— START GIVEN TEXT —

Outstanding! The code matches the description. This is the real power of the FEST API: it’s expressive. Add a bit of Groovy goodness, such as the optional semicolons, and you get a concise DSL for UI testing.

Let’s verify the opposite case: that a word that doesn’t exist results in an error message being displayed. The test mirrors the last snippet, albeit with a few small changes:

void testWordIsNotFound() {
    window.with {
        textBox('word').enterText('spock')
        button('search').click()
        textBox('result')
            .requireText("spock: Word doesn't exist in dictionary")
    }
}

And there you go. These three tests are all that is required to assert that the application is working correctly for now. Assuming all the tests went well, you should end up with a report that looks like figure 9.3.

Figure 9.3. HTML report generated for the FEST integration test. All tests succeeded.

The FEST API provides fixtures for all components found in the JDK. There are also a few extensions available for SwingX, JIDE Common Layer (JCL), and even Flamingo. Chances are that there might already be a fixture for the component you need to test. If that isn’t the case, don’t fret; the FEST wiki has plenty of information that will help you dive deeper into the API. The FEST forum is also an active place where you can get your questions answered.

Time to move forward to other types of tests. Yes, it’s time to look at Spock and other goodies.

9.3. Testing with Spock and easyb

We’ve mentioned before that JUnit isn’t the only type of test that can be run when invoking the test-app command. There’s Spock, which we’ve briefly mentioned previously. There’s also easyb, a behavior-driven development (BDD) test framework for Java and Groovy. We’ll cover Spock first, because it’s perhaps the more exotic option, and then we’ll turn to easyb.

9.3.1. Spock reaches a new level

The Spock framework (http://spockframework.org) is the brainchild of Peter Niederwieser, a nice Groovy fellow living in Austria. In Peter’s own words, “Spock takes inspiration from JUnit, jMock, RSpec, Groovy, Scala, Vulcans,^[1] and other fascinating life forms.” Spock is a Groovy-based tool for testing Java and Groovy applications. Touting itself as a “developer testing framework,” it can be used for anything between unit and functional tests. What sets Spock apart from the competition is its unique DSL, which lets you write tests that are far more succinct and expressive than, say, JUnit. Besides that, Spock comes with its own tightly integrated mocking framework and provides extensions for popular application frameworks like Grails and Spring.

— END GIVEN TEXT —

_REQUIRED TASKS:_
A. List the component libraries for which the passage on FEST and Spock says FEST extensions are available.
B. Carry the passage on FEST and Spock forward, picking up right after its final sentence.
The data placed after the passage on FEST and Spock is separate material unrelated to it.

— START INFORMATION SHOWN —

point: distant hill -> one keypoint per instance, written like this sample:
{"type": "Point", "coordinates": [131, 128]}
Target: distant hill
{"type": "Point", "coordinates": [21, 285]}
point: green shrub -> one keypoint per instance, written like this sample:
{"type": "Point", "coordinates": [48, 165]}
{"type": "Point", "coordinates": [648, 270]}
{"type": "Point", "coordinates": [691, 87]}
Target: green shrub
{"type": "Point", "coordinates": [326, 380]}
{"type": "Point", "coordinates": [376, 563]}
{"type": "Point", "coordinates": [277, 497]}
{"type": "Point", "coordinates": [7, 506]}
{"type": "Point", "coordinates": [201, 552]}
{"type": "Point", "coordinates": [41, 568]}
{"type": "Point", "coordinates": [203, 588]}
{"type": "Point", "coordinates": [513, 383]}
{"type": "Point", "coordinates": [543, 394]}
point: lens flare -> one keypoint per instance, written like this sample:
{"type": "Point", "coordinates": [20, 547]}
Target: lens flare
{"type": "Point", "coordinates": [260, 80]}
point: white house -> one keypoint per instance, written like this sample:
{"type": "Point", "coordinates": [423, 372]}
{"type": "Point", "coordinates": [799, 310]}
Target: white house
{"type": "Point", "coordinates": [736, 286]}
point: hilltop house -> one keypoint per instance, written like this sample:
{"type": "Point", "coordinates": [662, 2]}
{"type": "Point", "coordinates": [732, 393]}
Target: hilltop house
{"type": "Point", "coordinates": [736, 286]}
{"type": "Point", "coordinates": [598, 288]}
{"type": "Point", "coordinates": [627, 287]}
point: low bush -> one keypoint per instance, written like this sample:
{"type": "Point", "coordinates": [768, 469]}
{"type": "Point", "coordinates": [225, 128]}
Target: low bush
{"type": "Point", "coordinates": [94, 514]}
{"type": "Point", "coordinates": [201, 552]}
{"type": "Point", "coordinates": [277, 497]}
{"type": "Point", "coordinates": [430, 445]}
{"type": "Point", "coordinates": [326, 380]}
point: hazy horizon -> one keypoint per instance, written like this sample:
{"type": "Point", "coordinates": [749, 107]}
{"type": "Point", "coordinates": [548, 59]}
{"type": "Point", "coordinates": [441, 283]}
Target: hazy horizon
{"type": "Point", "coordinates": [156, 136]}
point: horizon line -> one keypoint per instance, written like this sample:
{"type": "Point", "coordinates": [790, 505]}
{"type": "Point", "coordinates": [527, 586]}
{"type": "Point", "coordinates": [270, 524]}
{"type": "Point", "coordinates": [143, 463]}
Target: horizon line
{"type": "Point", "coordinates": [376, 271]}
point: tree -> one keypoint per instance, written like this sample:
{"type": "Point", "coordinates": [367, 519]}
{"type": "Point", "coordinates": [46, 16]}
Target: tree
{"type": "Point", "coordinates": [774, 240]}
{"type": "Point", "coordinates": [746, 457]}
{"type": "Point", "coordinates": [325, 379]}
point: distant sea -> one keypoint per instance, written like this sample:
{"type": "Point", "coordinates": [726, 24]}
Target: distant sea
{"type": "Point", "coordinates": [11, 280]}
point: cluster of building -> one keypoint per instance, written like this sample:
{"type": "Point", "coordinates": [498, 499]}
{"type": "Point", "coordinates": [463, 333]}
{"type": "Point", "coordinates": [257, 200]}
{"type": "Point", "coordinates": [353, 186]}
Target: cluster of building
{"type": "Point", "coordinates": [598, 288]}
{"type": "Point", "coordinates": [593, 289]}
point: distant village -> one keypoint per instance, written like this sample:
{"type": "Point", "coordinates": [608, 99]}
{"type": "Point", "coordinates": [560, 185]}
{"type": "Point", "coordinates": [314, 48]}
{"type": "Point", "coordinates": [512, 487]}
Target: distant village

— END INFORMATION SHOWN —

_REPLIES:_
A. SwingX, JIDE Common Layer (JCL), Flamingo

B.
¹ Vulcans?! Seriously: http://en.wikipedia.org/wiki/Vulcans.

Let’s take a closer look. Install the Spock plugin, and create a unit specification for DictionaryService:

$ griffon install-plugin spock
$ griffon create-unit-spec DictionaryService

You should now have a file named DictionaryServiceSpec.groovy in the test/ unit directory. Open it in an editor, and what do you see? The weirdest name for a test method:

package dictionary
import spock.lang.*

class DictionaryServiceSpec extends Specification {
    def 'my first unit spec'() {
        expect:
            1 == 1
    }
}

It’s true: the name of the method is a Groovy string. In case you didn’t know it, the JVM supports method names with characters that the Java language doesn’t allow, like spaces, but that the Groovy compiler can allow. Therefore, Spock’s AST transform moves test method names into annotations and replaces them with safe names in the AST. The Spock runtime later undoes the effect, for example, by applying the reverse replacement in stack traces. Another feature that might have caught your eye is the usage of a block label and the fact that the expectation (an assertion) doesn’t require the assert keyword.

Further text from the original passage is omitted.